[Annotated coordinate records]
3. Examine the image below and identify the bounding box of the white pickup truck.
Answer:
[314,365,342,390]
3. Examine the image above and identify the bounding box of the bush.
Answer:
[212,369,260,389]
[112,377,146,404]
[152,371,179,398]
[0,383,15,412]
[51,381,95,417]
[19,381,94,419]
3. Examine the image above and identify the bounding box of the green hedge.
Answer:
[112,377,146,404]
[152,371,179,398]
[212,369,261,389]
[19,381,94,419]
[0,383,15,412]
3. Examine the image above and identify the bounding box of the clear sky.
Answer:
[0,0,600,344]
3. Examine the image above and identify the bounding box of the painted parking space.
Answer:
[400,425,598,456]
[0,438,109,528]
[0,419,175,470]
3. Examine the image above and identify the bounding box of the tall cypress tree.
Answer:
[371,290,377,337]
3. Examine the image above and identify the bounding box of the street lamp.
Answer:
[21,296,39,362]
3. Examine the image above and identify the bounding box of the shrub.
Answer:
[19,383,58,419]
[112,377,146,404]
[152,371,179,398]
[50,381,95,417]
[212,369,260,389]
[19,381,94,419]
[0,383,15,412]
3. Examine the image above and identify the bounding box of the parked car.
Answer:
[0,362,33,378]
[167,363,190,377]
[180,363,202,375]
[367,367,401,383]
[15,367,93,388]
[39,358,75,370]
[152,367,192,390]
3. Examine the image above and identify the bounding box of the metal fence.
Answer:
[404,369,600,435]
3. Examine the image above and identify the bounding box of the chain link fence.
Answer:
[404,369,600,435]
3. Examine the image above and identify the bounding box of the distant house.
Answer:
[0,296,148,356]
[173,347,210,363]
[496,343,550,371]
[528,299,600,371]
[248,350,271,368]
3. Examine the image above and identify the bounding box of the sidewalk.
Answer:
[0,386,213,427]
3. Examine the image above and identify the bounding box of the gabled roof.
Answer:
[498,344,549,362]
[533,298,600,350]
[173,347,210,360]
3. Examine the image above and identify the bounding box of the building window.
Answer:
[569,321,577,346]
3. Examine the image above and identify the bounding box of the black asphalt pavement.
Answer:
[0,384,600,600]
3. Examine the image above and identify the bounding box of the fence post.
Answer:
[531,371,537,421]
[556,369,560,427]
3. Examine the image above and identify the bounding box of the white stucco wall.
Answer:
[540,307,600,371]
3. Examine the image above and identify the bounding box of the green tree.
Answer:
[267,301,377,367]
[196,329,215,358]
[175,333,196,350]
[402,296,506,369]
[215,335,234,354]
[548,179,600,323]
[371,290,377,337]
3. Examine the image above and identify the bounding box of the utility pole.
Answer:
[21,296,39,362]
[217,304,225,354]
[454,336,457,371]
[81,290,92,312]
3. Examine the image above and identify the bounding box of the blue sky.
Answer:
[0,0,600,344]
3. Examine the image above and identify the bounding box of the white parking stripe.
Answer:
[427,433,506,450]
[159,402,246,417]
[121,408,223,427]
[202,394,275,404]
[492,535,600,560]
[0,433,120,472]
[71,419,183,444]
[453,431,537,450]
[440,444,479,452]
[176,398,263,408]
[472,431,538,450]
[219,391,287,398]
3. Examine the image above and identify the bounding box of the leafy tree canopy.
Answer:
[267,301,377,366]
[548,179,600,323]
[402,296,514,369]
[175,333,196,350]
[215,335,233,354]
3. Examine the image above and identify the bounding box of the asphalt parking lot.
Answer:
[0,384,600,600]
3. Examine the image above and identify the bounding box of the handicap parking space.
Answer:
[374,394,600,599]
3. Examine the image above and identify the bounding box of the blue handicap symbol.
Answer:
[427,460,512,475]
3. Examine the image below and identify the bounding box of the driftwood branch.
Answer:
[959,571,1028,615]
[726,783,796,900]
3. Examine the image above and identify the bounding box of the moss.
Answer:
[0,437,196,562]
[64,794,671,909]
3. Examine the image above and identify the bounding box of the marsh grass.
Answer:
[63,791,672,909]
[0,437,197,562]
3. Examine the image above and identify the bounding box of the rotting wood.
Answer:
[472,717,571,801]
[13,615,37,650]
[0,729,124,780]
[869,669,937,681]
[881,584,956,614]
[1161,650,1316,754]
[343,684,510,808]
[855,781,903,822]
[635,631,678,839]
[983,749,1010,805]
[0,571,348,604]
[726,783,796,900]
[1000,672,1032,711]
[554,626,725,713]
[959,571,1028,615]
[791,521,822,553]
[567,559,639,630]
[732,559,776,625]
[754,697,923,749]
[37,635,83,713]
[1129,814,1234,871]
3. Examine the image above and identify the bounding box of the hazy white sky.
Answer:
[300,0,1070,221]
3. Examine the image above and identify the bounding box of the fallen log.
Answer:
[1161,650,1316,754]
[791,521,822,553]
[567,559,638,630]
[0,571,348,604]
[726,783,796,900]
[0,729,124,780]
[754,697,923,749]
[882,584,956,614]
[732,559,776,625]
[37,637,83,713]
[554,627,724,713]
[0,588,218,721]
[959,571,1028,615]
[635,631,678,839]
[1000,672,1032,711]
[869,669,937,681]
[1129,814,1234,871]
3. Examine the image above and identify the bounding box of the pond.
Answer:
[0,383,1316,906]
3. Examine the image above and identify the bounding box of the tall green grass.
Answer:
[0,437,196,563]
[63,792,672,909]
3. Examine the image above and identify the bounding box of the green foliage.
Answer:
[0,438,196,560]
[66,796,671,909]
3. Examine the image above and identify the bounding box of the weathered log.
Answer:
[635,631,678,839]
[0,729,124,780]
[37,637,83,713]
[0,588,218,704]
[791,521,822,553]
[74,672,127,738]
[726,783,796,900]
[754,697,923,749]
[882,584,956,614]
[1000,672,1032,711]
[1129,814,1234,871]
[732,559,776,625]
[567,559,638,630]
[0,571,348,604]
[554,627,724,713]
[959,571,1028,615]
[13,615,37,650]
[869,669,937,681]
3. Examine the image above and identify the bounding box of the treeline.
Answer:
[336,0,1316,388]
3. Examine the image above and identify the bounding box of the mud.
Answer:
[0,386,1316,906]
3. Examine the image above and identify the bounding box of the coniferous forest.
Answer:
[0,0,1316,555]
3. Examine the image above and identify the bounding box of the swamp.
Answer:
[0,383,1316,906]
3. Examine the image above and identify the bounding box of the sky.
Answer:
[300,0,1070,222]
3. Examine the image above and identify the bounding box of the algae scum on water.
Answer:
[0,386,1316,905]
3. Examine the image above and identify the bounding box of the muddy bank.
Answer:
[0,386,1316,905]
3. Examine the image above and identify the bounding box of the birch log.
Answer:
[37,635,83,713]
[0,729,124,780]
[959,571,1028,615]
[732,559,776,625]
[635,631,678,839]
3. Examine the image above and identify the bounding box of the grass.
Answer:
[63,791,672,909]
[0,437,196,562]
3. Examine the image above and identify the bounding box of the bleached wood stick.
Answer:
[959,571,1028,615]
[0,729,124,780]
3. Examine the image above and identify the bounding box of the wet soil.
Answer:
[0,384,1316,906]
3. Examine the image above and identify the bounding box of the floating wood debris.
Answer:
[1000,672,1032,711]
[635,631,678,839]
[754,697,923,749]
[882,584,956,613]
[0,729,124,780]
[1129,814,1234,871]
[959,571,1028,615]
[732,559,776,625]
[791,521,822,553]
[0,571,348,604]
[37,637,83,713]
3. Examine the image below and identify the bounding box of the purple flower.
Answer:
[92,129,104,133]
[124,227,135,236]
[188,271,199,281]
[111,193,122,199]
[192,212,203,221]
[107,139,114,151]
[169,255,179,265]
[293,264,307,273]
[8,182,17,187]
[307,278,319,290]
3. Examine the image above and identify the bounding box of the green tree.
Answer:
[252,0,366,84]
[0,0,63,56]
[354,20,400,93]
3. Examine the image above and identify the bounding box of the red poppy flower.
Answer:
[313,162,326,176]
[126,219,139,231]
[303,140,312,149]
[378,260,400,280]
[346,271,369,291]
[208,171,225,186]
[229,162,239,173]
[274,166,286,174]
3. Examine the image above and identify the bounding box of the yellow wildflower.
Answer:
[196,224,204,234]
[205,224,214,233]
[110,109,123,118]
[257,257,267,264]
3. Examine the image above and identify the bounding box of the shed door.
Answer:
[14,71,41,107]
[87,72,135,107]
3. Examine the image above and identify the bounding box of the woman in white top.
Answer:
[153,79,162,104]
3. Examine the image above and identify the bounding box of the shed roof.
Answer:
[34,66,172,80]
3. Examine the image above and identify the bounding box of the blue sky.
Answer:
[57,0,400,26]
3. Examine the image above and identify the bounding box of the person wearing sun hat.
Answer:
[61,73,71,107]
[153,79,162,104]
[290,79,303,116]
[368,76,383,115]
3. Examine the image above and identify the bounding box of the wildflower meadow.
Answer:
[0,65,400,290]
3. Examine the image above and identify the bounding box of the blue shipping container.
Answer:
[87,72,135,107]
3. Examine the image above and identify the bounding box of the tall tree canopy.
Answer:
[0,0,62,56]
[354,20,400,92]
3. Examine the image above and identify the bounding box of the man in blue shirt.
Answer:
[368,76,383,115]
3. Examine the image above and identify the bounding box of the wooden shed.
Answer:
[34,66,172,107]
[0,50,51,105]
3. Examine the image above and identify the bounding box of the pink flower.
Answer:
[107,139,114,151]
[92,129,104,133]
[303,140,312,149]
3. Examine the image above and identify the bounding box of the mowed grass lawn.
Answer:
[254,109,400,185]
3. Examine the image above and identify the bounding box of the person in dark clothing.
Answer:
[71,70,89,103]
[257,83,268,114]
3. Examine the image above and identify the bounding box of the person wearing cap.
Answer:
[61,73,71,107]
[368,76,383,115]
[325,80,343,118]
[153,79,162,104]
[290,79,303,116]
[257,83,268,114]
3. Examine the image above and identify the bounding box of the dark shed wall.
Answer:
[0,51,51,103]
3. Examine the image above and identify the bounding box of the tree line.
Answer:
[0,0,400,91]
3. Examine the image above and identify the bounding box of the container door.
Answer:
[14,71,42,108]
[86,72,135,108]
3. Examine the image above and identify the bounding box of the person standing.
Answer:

-- PROBLEM TO WORK ON --
Repeat only the lines running from the line that contains "wearing sun hat." through the last line above, inclusive.

-- OUTPUT BELOW --
3. Examine the image above and identify the bounding box of the person wearing sun hat.
Answer:
[61,73,71,107]
[153,79,162,104]
[290,79,303,116]
[368,76,383,115]
3. Examine the image above and identify the bounding box of the wildflower meadow.
Answer:
[0,65,400,290]
3. Examine the image above and identify the bounding box of the blue shipping container.
Answer:
[87,72,135,107]
3. Examine the image above and identify the bounding box of the tall tree canopy.
Answer:
[0,0,62,56]
[354,20,400,92]
3. Examine the image above and identify the bounding box of the man in blue shirt.
Answer:
[368,76,383,115]
3. Examine the image above and identify the bounding box of the wooden shed.
Answer:
[34,66,172,107]
[0,50,51,105]
3. Examine the image above and identify the bounding box of the pink flower.
Answer:
[107,139,114,151]
[92,129,104,133]
[303,140,312,149]
3. Examine the image above and identify the bounding box of the mowed grass lawn.
Answer:
[254,109,400,185]
3. Examine the image above and identify the bounding box of the person in dark clothing.
Answer:
[71,70,89,103]
[257,83,268,114]
3. Examine the image above and identify the bounding box of the person wearing cap.
Answer:
[61,73,71,107]
[368,76,383,115]
[325,80,343,118]
[153,79,162,104]
[290,79,303,116]
[257,83,268,114]
3. Examine the image above and identify the bounding box of the dark shed wall.
Answer:
[0,51,51,103]
3. Examine the image above and identify the bounding box of the tree line.
Answer:
[0,0,400,91]
3. Examine the image above and identify the bounding box of the container door.
Answer:
[14,71,42,108]
[86,72,135,108]
3. Examine the image above and identify the bounding box of the person standing.
Answer:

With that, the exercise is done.